→ **WHAT YOU ARE ASKED TO DO**:
A word-for-word copy of the entries below is required.

→ **DATA SUPPLIED**:
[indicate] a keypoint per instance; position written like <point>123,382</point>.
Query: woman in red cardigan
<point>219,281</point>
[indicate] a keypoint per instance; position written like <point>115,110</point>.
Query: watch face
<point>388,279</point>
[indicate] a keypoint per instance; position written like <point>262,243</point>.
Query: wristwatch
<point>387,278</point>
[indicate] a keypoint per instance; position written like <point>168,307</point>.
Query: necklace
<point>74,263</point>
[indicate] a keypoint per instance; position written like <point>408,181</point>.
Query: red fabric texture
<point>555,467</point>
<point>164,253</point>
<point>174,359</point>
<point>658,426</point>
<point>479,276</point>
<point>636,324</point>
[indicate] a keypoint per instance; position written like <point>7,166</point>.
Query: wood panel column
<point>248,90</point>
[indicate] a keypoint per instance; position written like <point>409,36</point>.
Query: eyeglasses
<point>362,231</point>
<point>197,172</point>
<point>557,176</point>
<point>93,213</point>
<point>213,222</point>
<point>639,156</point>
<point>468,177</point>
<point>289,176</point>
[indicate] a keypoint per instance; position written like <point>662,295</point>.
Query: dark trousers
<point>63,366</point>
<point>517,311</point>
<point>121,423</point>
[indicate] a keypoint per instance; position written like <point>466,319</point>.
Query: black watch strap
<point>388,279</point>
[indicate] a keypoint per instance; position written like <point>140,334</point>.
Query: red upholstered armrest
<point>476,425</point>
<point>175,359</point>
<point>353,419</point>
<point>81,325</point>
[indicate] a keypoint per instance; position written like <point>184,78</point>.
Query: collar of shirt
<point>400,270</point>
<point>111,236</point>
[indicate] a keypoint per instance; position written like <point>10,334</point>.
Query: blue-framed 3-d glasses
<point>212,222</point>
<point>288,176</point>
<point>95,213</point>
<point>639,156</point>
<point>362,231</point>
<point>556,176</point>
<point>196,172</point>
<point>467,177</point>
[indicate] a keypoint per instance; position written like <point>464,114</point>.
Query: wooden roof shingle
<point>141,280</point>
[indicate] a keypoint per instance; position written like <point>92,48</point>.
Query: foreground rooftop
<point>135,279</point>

→ **ANSWER FOR THIS EXERCISE**:
[indicate] a keypoint per instance; position written like <point>123,382</point>.
Query: woman in red cardigan
<point>219,281</point>
[indicate] a keypoint per instance; position written like <point>115,110</point>.
Query: watch face
<point>388,279</point>
[indicate] a keypoint per instance; position written like <point>262,243</point>.
Query: wristwatch
<point>387,278</point>
[indicate] a keypoint per instance; position written like <point>168,307</point>.
Query: necklace
<point>74,263</point>
[indicate] a keypoint per instance; position written like <point>408,181</point>.
Query: red fabric texture
<point>555,467</point>
<point>164,253</point>
<point>174,359</point>
<point>658,426</point>
<point>479,276</point>
<point>636,324</point>
[indicate] a keypoint per instance; position written like <point>7,166</point>.
Query: wood panel column
<point>248,90</point>
[indicate] a keypoint per instance; position written like <point>409,36</point>.
Query: eyeglasses
<point>362,231</point>
<point>197,172</point>
<point>557,176</point>
<point>93,213</point>
<point>213,222</point>
<point>639,156</point>
<point>468,177</point>
<point>289,176</point>
[indicate] a keypoint per instance; position written like <point>662,295</point>.
Query: dark trousers
<point>63,366</point>
<point>517,311</point>
<point>121,423</point>
[indicate] a keypoint per instance; position written like <point>466,319</point>.
Query: black watch strap
<point>388,279</point>
[indicate] a keypoint per instance; position written like <point>140,334</point>.
Query: red upholstered armrest
<point>476,425</point>
<point>175,359</point>
<point>353,419</point>
<point>81,325</point>
[indicate] a keypoint per instance; position written like <point>184,78</point>.
Query: collar of shirt
<point>400,270</point>
<point>111,236</point>
[indicate] a keypoint per instance; position written like <point>10,334</point>.
Query: blue-framed 3-d glasses
<point>212,222</point>
<point>288,176</point>
<point>95,213</point>
<point>639,156</point>
<point>362,231</point>
<point>556,176</point>
<point>196,172</point>
<point>467,177</point>
[indicate] a keypoint per instance; position written like <point>464,114</point>.
Query: wooden roof shingle
<point>141,280</point>
[indicate] a keypoint per instance; position written like <point>92,48</point>.
Query: foreground rooftop
<point>135,279</point>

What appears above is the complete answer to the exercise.